Pick out every line in the records below that contains the word "pale", treating uppercase and lowercase letters as different.

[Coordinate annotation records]
>> START

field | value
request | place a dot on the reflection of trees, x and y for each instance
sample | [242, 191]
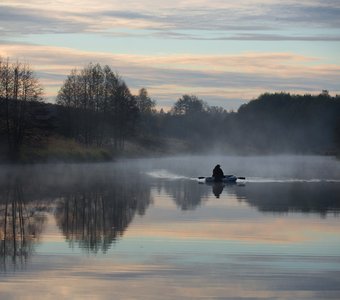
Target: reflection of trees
[320, 198]
[96, 215]
[21, 223]
[187, 194]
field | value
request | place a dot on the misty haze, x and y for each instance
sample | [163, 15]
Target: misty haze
[164, 150]
[140, 222]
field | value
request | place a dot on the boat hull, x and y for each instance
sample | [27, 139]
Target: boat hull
[227, 178]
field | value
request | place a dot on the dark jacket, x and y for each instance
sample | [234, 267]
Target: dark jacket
[218, 173]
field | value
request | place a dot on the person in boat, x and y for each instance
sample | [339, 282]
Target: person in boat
[218, 173]
[217, 189]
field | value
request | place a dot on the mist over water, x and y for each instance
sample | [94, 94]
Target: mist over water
[96, 229]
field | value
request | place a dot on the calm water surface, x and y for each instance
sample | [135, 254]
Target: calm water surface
[148, 229]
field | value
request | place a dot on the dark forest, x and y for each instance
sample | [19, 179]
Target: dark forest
[97, 118]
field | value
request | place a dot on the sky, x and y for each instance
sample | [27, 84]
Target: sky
[224, 52]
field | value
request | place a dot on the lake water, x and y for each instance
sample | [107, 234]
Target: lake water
[148, 229]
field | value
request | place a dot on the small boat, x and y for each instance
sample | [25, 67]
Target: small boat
[225, 179]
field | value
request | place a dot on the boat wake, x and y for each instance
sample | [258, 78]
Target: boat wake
[165, 174]
[288, 180]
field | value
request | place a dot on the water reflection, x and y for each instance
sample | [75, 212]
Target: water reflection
[94, 205]
[321, 198]
[21, 223]
[93, 217]
[185, 193]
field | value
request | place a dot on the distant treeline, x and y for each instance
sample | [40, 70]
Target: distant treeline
[95, 109]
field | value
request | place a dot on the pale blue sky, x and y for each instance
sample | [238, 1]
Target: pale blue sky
[226, 53]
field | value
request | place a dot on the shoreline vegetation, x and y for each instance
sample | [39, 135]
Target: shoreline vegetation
[96, 118]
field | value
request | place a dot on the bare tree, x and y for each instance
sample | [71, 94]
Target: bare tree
[18, 86]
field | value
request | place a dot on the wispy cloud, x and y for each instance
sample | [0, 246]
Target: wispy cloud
[212, 77]
[246, 20]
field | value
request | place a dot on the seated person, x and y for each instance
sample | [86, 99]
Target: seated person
[218, 173]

>> END

Full solution ▸
request | place a dot on the pale blue sky, x and y for each instance
Target: pale blue sky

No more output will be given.